## Goal
Which of the following lines contain the word "below"? Gather each one and copy it out in full.

-- begin Given information --

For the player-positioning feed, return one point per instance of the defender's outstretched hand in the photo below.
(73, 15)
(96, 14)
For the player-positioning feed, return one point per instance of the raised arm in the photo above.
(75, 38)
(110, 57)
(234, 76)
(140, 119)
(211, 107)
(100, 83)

-- end Given information --
-- begin Given information --

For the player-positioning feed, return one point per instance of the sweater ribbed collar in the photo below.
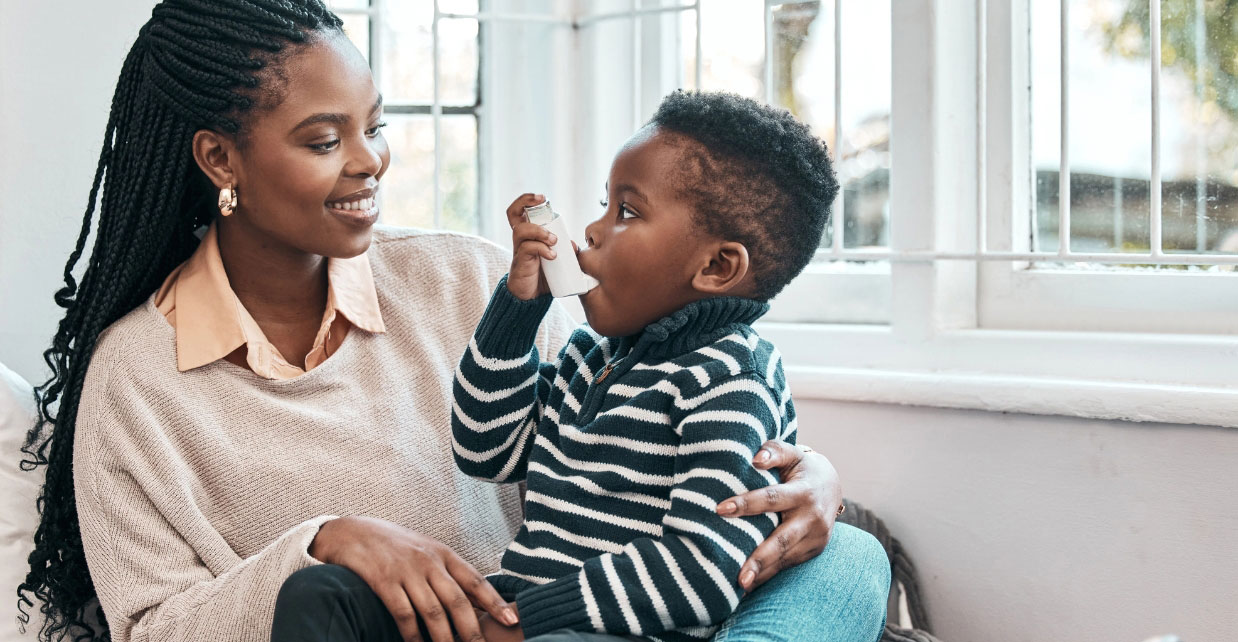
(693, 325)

-- end Given information --

## Task output
For the player-positioning feed, return one point per instance of the defender's outstretched hand in the photo below.
For the player-positioning feed, return one point per instance of the sweater ribbed collar in the photo below.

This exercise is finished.